Instructions for the task: Restate word for word the lines that begin the listing and end with the line holding "Target: white wool tuft".

Material shown:
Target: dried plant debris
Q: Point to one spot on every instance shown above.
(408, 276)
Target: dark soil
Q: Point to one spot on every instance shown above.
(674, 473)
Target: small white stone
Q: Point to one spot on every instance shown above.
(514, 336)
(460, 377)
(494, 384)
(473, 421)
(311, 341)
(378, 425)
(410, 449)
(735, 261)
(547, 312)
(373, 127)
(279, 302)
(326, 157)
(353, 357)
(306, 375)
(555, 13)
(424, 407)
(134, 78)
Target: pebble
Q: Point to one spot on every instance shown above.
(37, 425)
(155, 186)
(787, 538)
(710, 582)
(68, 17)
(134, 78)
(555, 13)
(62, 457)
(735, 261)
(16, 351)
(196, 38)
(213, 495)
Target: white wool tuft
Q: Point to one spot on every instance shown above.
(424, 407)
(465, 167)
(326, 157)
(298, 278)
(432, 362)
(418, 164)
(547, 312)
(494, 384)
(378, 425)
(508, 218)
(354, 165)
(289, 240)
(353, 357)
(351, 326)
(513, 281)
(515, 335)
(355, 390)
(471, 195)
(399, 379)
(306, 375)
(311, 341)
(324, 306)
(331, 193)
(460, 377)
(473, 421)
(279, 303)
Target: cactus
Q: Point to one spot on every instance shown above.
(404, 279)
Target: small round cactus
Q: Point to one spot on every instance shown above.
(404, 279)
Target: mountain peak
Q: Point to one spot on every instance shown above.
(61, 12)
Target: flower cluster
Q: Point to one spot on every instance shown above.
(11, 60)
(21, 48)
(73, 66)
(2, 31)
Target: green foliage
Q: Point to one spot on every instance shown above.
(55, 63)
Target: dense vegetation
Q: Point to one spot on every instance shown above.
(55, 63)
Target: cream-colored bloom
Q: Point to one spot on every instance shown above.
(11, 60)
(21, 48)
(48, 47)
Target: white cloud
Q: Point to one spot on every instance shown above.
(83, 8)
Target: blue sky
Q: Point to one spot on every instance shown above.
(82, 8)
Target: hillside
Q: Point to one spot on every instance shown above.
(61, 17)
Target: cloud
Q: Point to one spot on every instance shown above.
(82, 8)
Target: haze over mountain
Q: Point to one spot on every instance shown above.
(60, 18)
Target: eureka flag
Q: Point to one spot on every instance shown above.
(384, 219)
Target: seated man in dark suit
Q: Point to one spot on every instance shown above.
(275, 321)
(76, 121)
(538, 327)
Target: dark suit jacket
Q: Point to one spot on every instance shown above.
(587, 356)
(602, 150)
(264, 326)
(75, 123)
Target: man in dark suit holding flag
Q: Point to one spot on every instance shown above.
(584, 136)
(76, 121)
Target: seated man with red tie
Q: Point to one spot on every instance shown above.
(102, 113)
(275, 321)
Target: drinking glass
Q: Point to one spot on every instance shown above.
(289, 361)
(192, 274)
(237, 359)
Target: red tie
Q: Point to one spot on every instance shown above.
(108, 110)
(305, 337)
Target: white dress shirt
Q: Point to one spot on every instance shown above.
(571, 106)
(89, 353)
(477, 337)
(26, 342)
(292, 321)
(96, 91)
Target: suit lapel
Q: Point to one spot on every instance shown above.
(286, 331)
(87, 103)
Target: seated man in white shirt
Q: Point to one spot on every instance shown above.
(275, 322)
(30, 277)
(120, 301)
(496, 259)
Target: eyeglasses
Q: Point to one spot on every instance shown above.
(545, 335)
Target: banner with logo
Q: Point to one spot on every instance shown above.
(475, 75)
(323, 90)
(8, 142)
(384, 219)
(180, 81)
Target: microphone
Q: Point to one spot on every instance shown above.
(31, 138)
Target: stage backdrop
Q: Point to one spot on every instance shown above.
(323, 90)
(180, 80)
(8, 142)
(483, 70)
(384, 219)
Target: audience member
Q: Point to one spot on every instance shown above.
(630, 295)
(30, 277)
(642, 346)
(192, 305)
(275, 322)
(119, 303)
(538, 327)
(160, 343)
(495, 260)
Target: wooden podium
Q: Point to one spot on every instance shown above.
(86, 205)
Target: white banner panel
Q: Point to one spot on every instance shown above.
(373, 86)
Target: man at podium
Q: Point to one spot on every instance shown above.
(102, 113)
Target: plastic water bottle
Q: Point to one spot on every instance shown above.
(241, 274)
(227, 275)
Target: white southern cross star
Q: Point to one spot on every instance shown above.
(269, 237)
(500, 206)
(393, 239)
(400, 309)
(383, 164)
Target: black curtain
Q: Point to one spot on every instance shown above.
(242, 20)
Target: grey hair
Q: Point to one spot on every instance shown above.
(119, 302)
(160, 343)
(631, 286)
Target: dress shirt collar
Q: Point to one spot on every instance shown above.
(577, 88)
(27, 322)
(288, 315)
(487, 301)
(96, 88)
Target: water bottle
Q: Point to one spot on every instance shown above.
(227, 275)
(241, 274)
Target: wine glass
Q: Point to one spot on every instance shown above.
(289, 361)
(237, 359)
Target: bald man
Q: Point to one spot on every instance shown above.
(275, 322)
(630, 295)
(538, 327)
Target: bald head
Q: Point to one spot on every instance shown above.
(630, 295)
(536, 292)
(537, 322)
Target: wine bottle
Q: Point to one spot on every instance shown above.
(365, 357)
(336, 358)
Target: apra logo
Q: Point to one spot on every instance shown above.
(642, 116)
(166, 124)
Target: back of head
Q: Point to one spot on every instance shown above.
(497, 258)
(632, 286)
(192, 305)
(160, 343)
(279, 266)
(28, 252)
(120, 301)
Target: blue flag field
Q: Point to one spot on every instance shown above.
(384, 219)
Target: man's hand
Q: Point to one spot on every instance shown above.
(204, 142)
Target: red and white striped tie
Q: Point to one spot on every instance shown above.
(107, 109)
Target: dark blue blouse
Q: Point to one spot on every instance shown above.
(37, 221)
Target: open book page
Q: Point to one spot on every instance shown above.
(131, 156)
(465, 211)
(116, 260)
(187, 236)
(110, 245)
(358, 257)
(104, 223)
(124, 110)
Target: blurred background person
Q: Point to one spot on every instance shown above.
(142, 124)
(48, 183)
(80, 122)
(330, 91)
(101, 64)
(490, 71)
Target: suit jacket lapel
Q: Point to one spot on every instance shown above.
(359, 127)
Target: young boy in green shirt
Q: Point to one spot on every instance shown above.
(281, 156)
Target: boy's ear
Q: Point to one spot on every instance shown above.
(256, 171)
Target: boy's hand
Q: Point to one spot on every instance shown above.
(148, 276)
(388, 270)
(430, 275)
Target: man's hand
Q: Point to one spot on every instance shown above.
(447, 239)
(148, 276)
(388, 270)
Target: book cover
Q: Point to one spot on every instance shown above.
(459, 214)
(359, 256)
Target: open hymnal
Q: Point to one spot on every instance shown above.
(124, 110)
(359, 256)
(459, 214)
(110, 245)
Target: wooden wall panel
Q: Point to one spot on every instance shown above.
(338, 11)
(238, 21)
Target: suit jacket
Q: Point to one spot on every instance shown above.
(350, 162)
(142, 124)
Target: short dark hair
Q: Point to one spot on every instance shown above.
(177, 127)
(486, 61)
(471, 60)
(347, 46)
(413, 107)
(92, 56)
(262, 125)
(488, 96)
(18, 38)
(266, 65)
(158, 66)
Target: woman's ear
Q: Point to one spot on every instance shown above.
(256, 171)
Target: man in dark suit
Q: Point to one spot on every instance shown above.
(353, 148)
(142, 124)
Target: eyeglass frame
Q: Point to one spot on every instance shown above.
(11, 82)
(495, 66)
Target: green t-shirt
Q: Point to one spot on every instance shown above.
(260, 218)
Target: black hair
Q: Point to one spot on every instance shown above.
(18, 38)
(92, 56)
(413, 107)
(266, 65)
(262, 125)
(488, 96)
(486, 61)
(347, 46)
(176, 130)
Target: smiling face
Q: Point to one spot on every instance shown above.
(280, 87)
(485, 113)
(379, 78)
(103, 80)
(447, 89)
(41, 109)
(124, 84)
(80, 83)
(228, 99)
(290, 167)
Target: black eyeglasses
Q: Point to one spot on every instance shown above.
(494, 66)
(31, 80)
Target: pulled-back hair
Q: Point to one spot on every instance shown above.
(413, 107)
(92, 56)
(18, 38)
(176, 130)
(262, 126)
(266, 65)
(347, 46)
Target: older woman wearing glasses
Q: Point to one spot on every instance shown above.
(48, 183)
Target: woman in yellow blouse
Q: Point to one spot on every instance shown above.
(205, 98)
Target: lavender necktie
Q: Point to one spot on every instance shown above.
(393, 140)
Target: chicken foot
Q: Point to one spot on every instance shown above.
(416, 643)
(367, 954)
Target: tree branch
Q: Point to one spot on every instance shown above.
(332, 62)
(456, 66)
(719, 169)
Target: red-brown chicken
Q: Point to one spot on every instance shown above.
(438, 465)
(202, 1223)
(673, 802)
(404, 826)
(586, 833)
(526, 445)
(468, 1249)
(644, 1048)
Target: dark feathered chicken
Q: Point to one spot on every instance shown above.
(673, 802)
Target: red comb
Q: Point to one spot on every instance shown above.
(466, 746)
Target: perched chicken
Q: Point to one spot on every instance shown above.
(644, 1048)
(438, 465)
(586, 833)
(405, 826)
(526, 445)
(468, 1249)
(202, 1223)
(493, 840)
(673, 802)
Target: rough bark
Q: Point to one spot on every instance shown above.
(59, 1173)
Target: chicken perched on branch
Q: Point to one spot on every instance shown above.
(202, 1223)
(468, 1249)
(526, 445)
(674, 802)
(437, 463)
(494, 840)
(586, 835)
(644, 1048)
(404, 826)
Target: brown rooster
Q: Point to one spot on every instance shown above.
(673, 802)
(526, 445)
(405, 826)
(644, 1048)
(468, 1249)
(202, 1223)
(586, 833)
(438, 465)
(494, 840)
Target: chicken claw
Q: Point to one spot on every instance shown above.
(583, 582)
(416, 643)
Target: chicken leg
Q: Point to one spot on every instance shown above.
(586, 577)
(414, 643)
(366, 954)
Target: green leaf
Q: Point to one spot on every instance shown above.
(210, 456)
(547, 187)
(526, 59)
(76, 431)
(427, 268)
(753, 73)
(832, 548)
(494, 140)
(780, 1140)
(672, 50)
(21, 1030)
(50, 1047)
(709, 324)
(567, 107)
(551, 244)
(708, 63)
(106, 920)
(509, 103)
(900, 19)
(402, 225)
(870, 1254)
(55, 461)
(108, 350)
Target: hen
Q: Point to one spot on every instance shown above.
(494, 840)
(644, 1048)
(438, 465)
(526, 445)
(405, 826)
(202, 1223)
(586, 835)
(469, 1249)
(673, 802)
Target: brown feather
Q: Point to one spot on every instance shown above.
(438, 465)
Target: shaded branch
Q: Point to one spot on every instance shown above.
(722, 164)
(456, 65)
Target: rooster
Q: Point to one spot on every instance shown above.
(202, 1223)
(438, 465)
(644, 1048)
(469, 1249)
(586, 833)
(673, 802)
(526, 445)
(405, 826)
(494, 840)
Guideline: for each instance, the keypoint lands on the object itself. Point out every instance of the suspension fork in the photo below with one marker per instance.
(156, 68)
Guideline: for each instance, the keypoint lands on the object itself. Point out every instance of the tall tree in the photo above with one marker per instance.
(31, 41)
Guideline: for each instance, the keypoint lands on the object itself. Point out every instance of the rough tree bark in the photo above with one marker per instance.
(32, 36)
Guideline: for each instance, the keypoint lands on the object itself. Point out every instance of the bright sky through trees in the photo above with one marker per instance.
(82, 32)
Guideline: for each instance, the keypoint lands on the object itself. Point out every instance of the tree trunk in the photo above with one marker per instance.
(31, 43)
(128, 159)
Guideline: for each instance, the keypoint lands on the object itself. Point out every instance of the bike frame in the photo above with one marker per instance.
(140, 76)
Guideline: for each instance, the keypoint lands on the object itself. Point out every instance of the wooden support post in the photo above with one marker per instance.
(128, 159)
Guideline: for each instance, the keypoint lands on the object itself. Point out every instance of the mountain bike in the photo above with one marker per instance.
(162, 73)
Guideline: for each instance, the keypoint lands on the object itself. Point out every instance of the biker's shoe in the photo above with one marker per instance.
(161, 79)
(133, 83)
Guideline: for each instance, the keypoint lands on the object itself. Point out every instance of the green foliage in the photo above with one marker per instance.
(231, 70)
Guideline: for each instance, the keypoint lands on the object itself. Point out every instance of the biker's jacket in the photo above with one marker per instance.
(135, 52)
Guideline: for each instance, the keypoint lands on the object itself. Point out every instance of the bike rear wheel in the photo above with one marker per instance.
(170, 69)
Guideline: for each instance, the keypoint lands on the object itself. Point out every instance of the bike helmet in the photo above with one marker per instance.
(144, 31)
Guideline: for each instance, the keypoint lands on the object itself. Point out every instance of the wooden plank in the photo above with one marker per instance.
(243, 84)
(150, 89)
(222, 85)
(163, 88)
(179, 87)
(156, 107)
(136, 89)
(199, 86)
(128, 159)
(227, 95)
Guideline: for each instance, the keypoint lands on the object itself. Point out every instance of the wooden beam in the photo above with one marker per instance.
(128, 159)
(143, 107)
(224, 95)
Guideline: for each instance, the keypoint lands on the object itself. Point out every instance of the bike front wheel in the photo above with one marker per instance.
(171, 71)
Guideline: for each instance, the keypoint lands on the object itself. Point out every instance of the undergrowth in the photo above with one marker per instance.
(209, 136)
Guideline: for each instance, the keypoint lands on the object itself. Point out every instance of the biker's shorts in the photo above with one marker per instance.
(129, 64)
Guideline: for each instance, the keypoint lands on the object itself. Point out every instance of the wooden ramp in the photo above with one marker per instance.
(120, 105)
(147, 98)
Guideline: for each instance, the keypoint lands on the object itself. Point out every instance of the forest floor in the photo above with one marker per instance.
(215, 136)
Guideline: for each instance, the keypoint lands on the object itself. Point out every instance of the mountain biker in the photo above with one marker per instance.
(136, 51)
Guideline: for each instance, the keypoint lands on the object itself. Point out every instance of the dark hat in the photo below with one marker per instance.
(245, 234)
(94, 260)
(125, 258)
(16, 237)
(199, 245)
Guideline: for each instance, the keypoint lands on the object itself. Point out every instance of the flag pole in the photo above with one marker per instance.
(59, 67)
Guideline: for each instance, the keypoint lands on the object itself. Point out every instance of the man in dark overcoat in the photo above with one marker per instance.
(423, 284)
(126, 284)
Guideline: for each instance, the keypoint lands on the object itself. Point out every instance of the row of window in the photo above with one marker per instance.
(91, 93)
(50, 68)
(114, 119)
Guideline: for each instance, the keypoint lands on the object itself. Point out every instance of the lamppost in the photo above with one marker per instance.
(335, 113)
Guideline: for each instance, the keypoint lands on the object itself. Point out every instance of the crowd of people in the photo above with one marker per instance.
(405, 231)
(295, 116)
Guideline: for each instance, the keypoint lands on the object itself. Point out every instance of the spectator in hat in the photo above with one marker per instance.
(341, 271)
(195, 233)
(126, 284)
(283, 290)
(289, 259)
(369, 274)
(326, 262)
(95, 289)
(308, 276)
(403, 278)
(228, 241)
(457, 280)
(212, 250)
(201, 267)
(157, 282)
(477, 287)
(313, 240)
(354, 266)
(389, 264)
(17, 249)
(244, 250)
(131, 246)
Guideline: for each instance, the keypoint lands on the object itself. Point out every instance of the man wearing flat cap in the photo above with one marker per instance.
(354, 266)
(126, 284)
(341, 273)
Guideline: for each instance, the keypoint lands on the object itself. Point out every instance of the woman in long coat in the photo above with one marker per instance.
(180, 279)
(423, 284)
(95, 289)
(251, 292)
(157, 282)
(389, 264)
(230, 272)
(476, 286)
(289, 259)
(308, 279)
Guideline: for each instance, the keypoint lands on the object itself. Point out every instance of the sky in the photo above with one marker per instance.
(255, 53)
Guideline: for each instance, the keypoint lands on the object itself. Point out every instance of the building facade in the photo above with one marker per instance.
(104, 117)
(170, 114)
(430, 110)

Exercise solution:
Target: dried plant debris
Q: Point to one spot on every instance shown above.
(408, 276)
Target: dark soil
Q: Point to one spot on every instance shown above.
(674, 473)
Target: small white stone
Q: Point to one spot on every instance shown above.
(514, 336)
(460, 377)
(494, 384)
(473, 421)
(311, 341)
(378, 425)
(410, 449)
(735, 261)
(547, 312)
(373, 127)
(279, 302)
(326, 157)
(353, 357)
(306, 375)
(555, 13)
(424, 407)
(134, 78)
Target: pebble
Q: Point to one spot on every instance shown above.
(37, 425)
(155, 186)
(787, 538)
(710, 582)
(68, 17)
(134, 78)
(555, 13)
(62, 457)
(735, 261)
(16, 351)
(196, 38)
(213, 495)
Target: white wool tuft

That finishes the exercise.